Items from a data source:

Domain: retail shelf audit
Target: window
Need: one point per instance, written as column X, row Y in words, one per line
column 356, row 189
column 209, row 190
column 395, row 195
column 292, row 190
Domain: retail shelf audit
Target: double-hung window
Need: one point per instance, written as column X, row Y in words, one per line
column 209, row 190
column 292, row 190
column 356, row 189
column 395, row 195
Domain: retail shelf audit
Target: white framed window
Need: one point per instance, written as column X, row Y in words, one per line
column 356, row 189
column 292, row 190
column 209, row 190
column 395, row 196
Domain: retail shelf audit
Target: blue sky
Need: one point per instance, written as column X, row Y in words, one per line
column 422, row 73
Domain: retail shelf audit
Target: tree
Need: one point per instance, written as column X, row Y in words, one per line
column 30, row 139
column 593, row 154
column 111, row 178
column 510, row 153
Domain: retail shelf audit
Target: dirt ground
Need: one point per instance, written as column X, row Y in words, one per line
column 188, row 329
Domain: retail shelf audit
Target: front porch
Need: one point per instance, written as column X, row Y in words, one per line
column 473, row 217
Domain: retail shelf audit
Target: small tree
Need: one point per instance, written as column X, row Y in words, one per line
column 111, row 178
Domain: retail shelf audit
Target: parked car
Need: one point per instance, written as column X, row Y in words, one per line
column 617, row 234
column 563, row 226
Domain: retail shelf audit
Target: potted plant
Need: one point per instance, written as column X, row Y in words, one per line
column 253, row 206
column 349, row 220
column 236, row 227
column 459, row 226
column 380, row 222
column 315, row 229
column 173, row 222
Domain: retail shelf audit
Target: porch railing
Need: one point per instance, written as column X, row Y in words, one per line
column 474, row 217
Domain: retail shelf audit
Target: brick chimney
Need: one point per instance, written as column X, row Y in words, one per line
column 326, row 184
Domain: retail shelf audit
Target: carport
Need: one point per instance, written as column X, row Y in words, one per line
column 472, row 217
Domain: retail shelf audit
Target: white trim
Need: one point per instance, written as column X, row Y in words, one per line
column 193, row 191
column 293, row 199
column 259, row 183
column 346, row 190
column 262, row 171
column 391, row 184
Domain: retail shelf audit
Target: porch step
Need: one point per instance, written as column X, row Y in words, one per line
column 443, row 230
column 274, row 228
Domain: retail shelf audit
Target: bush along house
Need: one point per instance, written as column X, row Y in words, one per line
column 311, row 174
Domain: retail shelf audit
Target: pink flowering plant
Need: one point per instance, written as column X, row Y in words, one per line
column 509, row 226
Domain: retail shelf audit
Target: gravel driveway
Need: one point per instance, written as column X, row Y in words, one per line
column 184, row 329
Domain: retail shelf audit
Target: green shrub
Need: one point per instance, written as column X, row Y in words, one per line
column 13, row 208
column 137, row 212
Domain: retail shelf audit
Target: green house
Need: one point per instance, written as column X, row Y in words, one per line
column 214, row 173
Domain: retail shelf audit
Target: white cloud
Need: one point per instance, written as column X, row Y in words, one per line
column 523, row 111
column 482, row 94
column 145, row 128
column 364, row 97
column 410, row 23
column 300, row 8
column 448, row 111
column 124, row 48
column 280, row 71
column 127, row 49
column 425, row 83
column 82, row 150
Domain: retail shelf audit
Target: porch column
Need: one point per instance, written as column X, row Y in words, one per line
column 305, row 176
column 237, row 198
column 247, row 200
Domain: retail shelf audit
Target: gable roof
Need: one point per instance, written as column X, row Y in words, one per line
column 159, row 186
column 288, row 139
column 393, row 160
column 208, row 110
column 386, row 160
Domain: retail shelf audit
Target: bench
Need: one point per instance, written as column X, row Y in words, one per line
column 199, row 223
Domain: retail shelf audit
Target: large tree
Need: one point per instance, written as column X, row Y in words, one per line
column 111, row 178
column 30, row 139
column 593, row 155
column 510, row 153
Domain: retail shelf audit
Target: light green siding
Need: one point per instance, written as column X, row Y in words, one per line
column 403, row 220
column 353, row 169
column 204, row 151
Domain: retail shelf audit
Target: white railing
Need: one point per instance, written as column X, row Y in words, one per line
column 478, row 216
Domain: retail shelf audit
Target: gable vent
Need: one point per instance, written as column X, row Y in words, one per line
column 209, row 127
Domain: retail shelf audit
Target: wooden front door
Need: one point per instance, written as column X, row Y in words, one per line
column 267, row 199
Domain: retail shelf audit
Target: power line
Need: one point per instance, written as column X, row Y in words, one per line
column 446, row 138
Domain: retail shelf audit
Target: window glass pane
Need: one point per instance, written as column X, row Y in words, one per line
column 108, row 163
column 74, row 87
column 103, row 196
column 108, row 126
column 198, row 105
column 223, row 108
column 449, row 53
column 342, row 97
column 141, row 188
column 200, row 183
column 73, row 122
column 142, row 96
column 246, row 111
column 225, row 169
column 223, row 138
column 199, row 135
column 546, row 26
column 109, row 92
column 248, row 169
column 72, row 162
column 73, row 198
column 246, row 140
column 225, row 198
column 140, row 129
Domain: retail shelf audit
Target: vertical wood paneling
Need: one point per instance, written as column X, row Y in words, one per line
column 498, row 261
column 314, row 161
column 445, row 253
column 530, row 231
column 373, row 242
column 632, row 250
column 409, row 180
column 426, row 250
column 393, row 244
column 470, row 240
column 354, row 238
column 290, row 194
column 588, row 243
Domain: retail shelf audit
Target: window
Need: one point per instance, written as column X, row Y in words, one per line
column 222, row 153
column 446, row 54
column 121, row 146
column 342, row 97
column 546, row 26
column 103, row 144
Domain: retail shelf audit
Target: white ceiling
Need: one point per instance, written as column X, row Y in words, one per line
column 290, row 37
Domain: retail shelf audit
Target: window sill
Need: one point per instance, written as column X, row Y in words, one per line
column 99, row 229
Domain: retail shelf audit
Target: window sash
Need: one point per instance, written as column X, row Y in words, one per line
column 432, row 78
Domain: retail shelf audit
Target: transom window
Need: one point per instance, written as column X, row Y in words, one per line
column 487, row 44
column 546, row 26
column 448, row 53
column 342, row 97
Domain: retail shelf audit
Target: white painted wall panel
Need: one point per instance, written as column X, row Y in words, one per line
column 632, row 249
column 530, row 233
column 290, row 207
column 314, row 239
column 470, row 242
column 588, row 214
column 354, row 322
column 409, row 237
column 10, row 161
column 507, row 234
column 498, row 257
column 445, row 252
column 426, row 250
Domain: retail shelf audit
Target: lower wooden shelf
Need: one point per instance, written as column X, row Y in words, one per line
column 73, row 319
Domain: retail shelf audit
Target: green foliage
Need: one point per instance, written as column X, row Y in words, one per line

Work to complete → Transcribe each record above exactly. Skip none.

Reply →
Domain: retail shelf audit
Target: window
Need: one point per instance, written as column X, row Y in words, one per line
column 356, row 189
column 209, row 190
column 395, row 195
column 292, row 190
Domain: retail shelf audit
Target: double-hung window
Need: one point per instance, written as column X, row Y in words, one per line
column 209, row 190
column 292, row 190
column 356, row 189
column 395, row 195
Domain: retail shelf audit
Target: white framed window
Need: one point per instance, written as column X, row Y in words, one per line
column 356, row 189
column 292, row 190
column 209, row 190
column 395, row 196
Domain: retail shelf audit
Target: blue sky
Need: one point per instance, written as column X, row Y in words, one per line
column 422, row 73
Domain: retail shelf audit
Target: tree
Need: one point per instance, written as column X, row Y in words, one per line
column 30, row 139
column 593, row 154
column 111, row 178
column 510, row 153
Domain: retail shelf audit
Target: dirt ground
Need: one point per instance, written as column X, row Y in words, one per line
column 188, row 329
Domain: retail shelf audit
Target: front porch
Need: one point per instance, written as column X, row Y in words, one per line
column 473, row 217
Domain: retail shelf audit
Target: small tree
Need: one point per instance, written as column X, row Y in words, one per line
column 111, row 178
Domain: retail shelf audit
Target: parked car
Need: one point per instance, written as column X, row Y in words, one per line
column 617, row 234
column 563, row 226
Domain: retail shelf audit
Target: potted plant
Need: one point per instance, written as column X, row Y in words, one per line
column 253, row 206
column 349, row 220
column 236, row 227
column 459, row 226
column 380, row 222
column 315, row 229
column 173, row 222
Domain: retail shelf audit
Target: porch railing
Need: one point per instance, written as column X, row Y in words, one per line
column 474, row 217
Domain: retail shelf audit
Target: brick chimney
Need: one point per instance, written as column X, row Y in words, one per line
column 326, row 184
Domain: retail shelf audit
Target: carport
Need: one point per instance, written as column X, row Y in words, one per line
column 472, row 217
Domain: retail shelf audit
Target: white trim
Need: one point per instance, written as column X, row Y in words, one per line
column 193, row 191
column 293, row 199
column 259, row 183
column 346, row 190
column 262, row 171
column 391, row 184
Domain: retail shelf audit
Target: porch step
Need: one point per instance, written as column X, row Y in words, one per line
column 443, row 230
column 274, row 228
Domain: retail shelf audit
Target: bush along house
Need: one point per instance, written as column X, row Y in words, one per line
column 311, row 174
Domain: retail shelf audit
Target: pink flowering plant
Need: one point per instance, written as column X, row Y in words, one per line
column 509, row 226
Domain: retail shelf audit
Target: gravel driveway
Need: one point per instance, written as column X, row Y in words, one per line
column 184, row 329
Domain: retail shelf audit
Target: green shrub
Need: one point per instance, written as column X, row Y in words, one per line
column 13, row 208
column 137, row 212
Domain: retail shelf audit
Target: green house
Need: one point per instance, written as column X, row Y in words, one per line
column 214, row 173
Domain: retail shelf audit
Target: white cloud
Need: one point per instance, written as column X, row Y in words, one per line
column 523, row 111
column 482, row 94
column 145, row 128
column 364, row 97
column 410, row 23
column 300, row 8
column 448, row 111
column 124, row 48
column 280, row 71
column 127, row 49
column 425, row 83
column 82, row 150
Domain: retail shelf audit
Target: porch column
Need: one point per instance, written as column X, row Y in words, one per line
column 305, row 176
column 237, row 198
column 247, row 200
Domain: retail shelf audit
Target: gable roof
Need: one point per instance, written as column X, row Y in words, one per line
column 159, row 186
column 288, row 139
column 393, row 160
column 208, row 110
column 386, row 160
Domain: retail shelf audit
Target: bench
Need: one point per instance, written as column X, row Y in words, one per line
column 199, row 223
Domain: retail shelf audit
Target: large tree
Need: one point per instance, written as column X, row Y in words, one per line
column 111, row 178
column 30, row 139
column 593, row 155
column 510, row 153
Domain: retail shelf audit
Target: light green siding
Need: one point per instance, written as column X, row Y in words, one per line
column 403, row 220
column 353, row 169
column 204, row 151
Domain: retail shelf audit
Target: white railing
Need: one point per instance, written as column X, row Y in words, one per line
column 478, row 216
Domain: retail shelf audit
Target: gable vent
Need: one point per instance, written as column X, row Y in words, one per line
column 209, row 127
Domain: retail shelf audit
Target: wooden front door
Need: one point per instance, written as column X, row Y in words, one per line
column 267, row 199
Domain: retail shelf audit
Target: power line
Need: one point per instance, written as column X, row Y in words, one per line
column 446, row 138
Domain: retail shelf audit
Target: window glass pane
Need: one point per instance, written as column X, row Y in words, one per line
column 108, row 163
column 74, row 87
column 103, row 196
column 108, row 126
column 198, row 105
column 223, row 108
column 449, row 53
column 342, row 97
column 141, row 188
column 200, row 183
column 73, row 122
column 142, row 96
column 246, row 111
column 225, row 169
column 223, row 138
column 199, row 135
column 546, row 26
column 109, row 92
column 248, row 169
column 72, row 162
column 73, row 198
column 246, row 140
column 225, row 198
column 140, row 129
Domain: retail shelf audit
Target: vertical wood paneling
Need: one point per instance, written as column X, row Y in words, one per line
column 498, row 261
column 314, row 161
column 445, row 253
column 530, row 231
column 373, row 242
column 632, row 250
column 409, row 180
column 426, row 250
column 393, row 244
column 470, row 240
column 354, row 238
column 290, row 194
column 588, row 243
Domain: retail shelf audit
Target: window
Need: one point per instance, written as column X, row Y in words, one per line
column 222, row 153
column 446, row 54
column 121, row 146
column 342, row 97
column 546, row 26
column 103, row 144
Domain: retail shelf audit
Target: white ceiling
Need: one point per instance, written as column X, row Y in words, one per line
column 290, row 37
Domain: retail shelf audit
Target: window sill
Need: one point per instance, written as column X, row Y in words, one per line
column 99, row 229
Domain: retail shelf audit
Target: window sash
Need: one point per instance, written as column X, row Y in words, one per line
column 432, row 78
Domain: retail shelf audit
Target: transom window
Need: one point per instance, written as column X, row Y in words, one per line
column 487, row 44
column 546, row 26
column 448, row 53
column 342, row 97
Domain: retail shelf audit
Target: white painted wall panel
Need: one point per instance, written as column X, row Y in words, one per line
column 632, row 249
column 530, row 233
column 290, row 207
column 314, row 239
column 470, row 242
column 588, row 214
column 354, row 322
column 409, row 237
column 10, row 161
column 507, row 234
column 498, row 257
column 445, row 252
column 426, row 250
Domain: retail shelf audit
Target: lower wooden shelf
Need: one point per instance, written as column X, row Y in words, one per line
column 73, row 319
Domain: retail shelf audit
Target: green foliage
Need: one point per instance, written as column X, row Y in words, one per line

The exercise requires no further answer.